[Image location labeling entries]

──────────────────────────────

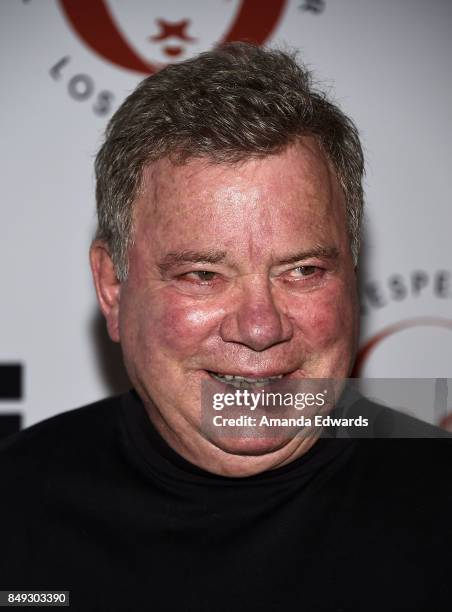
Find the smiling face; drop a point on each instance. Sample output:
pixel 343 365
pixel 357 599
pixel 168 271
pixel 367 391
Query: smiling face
pixel 236 269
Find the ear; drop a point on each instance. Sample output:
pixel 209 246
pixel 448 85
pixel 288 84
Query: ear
pixel 108 287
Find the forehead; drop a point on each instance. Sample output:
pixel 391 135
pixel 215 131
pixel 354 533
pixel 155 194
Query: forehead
pixel 274 198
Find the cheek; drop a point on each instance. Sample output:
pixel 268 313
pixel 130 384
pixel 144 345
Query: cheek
pixel 180 326
pixel 327 320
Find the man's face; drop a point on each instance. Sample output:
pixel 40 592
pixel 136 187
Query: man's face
pixel 242 270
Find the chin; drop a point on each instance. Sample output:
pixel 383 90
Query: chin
pixel 251 446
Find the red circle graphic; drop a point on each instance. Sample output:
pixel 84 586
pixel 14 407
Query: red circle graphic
pixel 95 25
pixel 370 345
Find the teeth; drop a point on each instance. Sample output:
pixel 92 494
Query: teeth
pixel 243 380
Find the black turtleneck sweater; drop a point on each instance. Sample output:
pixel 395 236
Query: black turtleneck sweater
pixel 93 501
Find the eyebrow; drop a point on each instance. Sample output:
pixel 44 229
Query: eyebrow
pixel 174 258
pixel 321 252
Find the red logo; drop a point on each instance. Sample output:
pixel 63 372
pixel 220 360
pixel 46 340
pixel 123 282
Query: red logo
pixel 388 331
pixel 96 26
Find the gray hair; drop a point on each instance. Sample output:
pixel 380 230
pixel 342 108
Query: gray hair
pixel 228 104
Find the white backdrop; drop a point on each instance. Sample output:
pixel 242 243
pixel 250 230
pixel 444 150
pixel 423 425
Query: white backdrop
pixel 387 64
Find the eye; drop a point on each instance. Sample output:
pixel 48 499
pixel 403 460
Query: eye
pixel 304 270
pixel 205 276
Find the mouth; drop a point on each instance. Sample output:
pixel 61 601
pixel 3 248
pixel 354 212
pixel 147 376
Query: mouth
pixel 246 382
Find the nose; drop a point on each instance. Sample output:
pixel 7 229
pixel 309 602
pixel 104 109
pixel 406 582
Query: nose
pixel 256 320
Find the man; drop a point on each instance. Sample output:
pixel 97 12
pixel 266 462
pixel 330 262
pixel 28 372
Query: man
pixel 229 201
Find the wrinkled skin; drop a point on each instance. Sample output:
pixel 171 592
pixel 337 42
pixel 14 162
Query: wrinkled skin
pixel 238 269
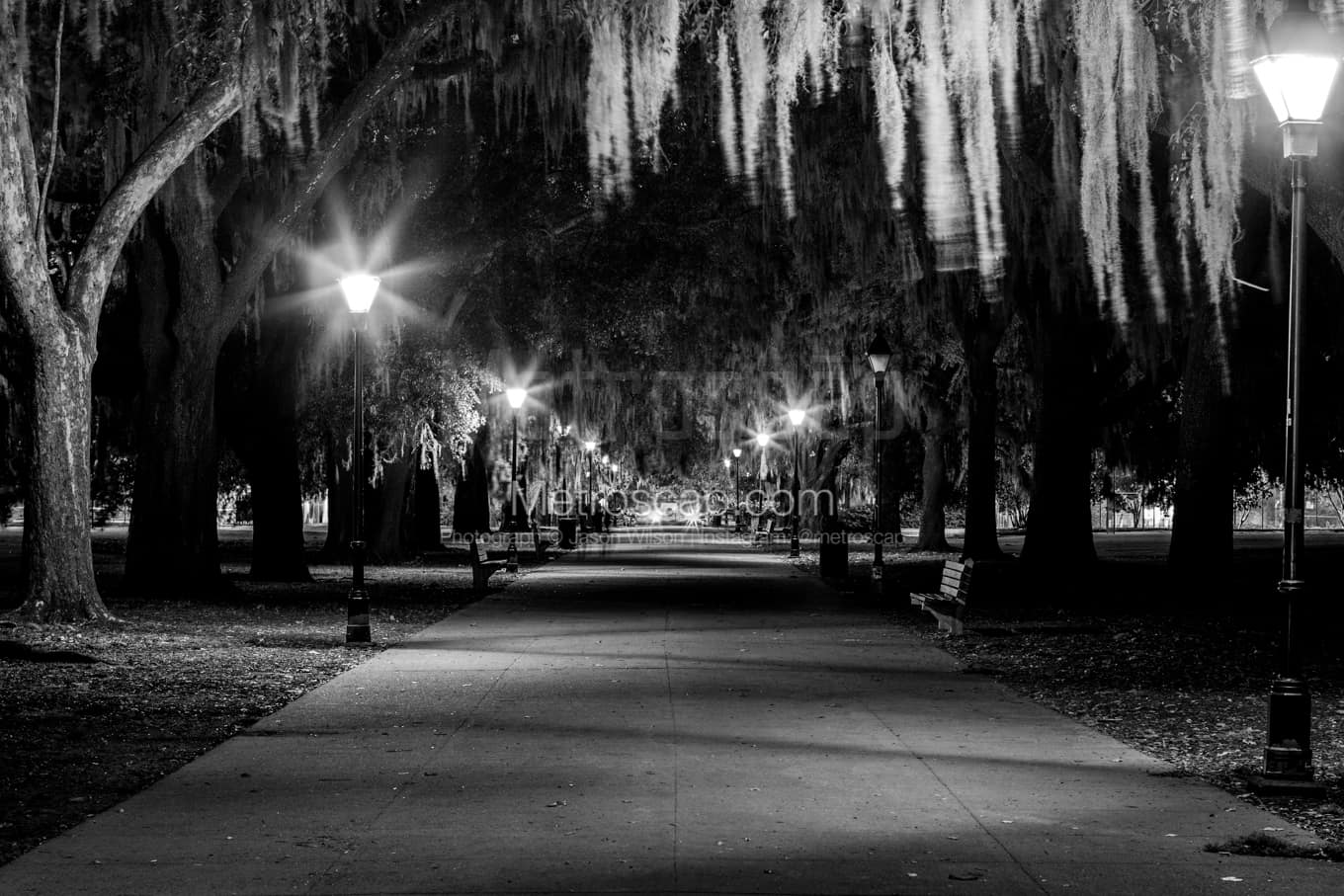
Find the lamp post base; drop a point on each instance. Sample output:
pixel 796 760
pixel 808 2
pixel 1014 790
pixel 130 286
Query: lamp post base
pixel 1262 786
pixel 357 620
pixel 1288 758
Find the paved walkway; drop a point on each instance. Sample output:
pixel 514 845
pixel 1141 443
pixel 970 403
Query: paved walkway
pixel 665 719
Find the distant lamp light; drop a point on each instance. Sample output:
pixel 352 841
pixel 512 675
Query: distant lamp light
pixel 359 290
pixel 880 355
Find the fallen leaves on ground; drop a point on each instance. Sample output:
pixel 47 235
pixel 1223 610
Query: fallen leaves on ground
pixel 1188 690
pixel 172 680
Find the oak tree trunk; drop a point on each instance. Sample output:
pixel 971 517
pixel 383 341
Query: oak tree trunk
pixel 338 499
pixel 1202 527
pixel 980 344
pixel 1059 520
pixel 56 566
pixel 425 512
pixel 388 529
pixel 472 499
pixel 174 541
pixel 933 520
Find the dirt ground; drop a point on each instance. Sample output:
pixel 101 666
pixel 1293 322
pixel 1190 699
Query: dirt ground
pixel 1175 679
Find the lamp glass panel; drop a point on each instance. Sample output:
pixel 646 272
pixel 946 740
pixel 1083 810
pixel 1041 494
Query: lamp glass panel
pixel 1298 86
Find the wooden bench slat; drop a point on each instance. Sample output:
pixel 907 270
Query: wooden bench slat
pixel 949 605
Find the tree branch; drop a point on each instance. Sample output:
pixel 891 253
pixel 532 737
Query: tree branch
pixel 92 272
pixel 339 145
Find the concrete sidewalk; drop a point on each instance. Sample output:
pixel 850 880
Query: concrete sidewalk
pixel 676 719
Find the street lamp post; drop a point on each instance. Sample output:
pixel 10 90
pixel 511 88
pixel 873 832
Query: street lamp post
pixel 359 290
pixel 727 469
pixel 1298 75
pixel 796 418
pixel 762 441
pixel 515 400
pixel 590 448
pixel 736 489
pixel 880 357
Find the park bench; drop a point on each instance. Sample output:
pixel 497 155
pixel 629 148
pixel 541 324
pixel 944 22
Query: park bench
pixel 481 568
pixel 949 605
pixel 533 538
pixel 764 530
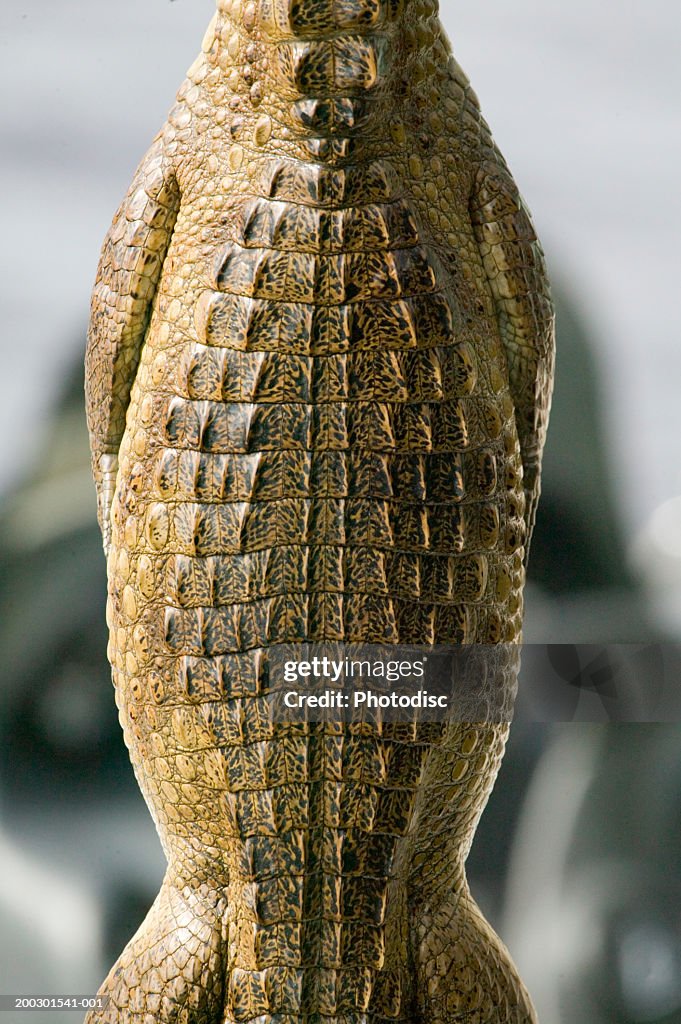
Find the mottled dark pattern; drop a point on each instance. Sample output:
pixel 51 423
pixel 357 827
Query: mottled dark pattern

──────────────────────────────

- PROBLEM: Return, word for word, the lines of the material from the one containing "Find the mottled" through the final line.

- ANSWER:
Find the mottled dark pattern; drop a point on each instance. Sample output:
pixel 51 423
pixel 357 827
Query: mottled dark pattern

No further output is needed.